• _PASSAGE TO READ_
━━━━━━━━━━━━━━━━

Richard Garland

When I was invited to join as an advisor to Food21 on workforce development I was reminded of how food insecurity affects post-incarceration adults.  I have spoken about how many men and women resort to crime many times because of food insecurities.  I am engaged with this population to not only address violence, but to address the many barriers a man and women face, which is why I choose to run the type of programs I am involved in.  Being involved in Food 21 will only increase the success of my work as well as assisting Food 21.


For the past thirty years I have worked closely with gang leaders and gang involved youth around being productive citizens.  As a result of the closeness, I've had over the years with many young men and women, I've been involved in some major truces amongst gang members in both the city and county.


As we work on violence prevention, we anticipate working with re-turning citizens, by getting them trained in an Apprenticeship Readiness Program, sanctioned by the National Building Trades Union.  We believe that re-entry starts when someone enters prison, not when they get out.  By supplying this training it gives men and women an opportunity to enter into a union apprenticeship of their choice.  This is a project that we hope to end recidivism, with all the partners we have willing to give people a second chance.


I am also coordinating the GRIPS project at the Graduate school, GRIPS = Gun-Shot Recurring Intervention Prevention Services, for gun-shot wound victims that come into the four major trauma units here, (Presby, Mercy, Children's, and Allegheny General.  This is a research project in hopes to stop recidivism.  We were funded to do outreach services to the youth and adults affected by the disease of violence throughout the Mon-valley.  We have taken a true Public health approach to the disease of violence.  Four factors Our life coaches work to interrupt the transmission of the disease of violence, the second thing we do is refer clients to other agencies to treat the disease, through our partners, the third aspect of this disease is in many of our communities after a shooting or homicide silence is throughout the community, with our partnership with Focus Pittsburgh and the trauma van shows up in the community to address the trauma, people begin to talk this is one way we begin to change community norms, back to our life coaches through this intervention we work to stop the future spread of the disease.

━━━━━━━━━━━━━━━━

• _TASK TO CARRY OUT_
In Richard Garland's statement, which four trauma units does the GRIPS project serve?

• _DATASET CONTENT_
━━━━━━━━━━━━━━━━

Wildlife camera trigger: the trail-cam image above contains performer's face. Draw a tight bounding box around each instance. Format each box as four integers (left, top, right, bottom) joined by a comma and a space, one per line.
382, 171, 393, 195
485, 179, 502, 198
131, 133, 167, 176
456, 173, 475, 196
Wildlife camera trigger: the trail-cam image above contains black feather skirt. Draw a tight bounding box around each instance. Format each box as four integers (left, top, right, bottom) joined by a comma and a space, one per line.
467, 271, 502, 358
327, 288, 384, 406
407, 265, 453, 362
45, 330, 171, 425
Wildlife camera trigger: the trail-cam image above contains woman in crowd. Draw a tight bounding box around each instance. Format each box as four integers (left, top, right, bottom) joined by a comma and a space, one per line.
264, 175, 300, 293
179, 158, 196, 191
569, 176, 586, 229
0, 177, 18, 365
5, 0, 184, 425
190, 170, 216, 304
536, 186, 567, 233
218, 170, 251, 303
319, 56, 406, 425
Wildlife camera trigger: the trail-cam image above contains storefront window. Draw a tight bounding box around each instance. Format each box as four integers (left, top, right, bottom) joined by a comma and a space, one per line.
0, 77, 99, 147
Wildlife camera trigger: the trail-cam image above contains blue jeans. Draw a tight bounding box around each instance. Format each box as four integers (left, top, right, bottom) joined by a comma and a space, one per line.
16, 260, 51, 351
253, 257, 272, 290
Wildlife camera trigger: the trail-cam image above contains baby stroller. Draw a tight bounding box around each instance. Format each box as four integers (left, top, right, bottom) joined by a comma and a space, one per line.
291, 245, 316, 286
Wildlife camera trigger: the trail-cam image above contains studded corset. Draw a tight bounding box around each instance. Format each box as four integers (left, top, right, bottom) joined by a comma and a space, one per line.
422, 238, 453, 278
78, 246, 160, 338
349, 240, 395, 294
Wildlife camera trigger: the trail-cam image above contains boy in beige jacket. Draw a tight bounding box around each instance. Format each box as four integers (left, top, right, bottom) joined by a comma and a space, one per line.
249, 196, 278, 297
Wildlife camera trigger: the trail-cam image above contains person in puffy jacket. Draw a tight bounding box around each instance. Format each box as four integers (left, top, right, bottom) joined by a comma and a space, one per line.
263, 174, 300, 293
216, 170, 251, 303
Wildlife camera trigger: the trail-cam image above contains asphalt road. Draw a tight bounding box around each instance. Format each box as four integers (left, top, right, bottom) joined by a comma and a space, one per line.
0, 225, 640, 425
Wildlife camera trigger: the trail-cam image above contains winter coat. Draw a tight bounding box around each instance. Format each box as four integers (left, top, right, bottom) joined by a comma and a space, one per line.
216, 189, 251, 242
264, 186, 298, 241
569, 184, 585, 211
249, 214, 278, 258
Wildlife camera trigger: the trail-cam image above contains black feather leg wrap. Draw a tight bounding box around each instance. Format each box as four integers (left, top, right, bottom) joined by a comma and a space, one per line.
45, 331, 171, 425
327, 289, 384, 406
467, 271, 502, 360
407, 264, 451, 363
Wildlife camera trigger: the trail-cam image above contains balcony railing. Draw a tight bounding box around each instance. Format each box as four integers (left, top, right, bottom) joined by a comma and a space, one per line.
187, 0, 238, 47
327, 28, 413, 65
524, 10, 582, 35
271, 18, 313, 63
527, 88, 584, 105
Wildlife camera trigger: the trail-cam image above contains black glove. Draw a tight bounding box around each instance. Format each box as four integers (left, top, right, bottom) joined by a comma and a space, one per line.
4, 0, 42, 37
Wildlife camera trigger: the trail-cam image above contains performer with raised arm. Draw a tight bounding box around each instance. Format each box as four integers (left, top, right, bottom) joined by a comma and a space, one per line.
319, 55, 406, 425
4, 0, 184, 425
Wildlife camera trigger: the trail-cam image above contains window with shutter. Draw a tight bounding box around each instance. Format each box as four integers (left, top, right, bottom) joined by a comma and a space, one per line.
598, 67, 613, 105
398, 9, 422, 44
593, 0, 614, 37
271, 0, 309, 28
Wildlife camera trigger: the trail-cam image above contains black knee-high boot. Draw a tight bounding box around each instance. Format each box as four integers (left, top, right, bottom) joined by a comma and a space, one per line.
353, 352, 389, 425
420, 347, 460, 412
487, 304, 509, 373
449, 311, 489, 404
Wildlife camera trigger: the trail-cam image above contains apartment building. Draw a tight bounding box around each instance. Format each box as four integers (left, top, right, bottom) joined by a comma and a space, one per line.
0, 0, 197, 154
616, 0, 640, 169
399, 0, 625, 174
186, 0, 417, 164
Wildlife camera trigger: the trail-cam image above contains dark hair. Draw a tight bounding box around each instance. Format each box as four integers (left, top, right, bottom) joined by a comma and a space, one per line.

━━━━━━━━━━━━━━━━

• _EXERCISE SOLUTION_
Presby, Mercy, Children's, and Allegheny General.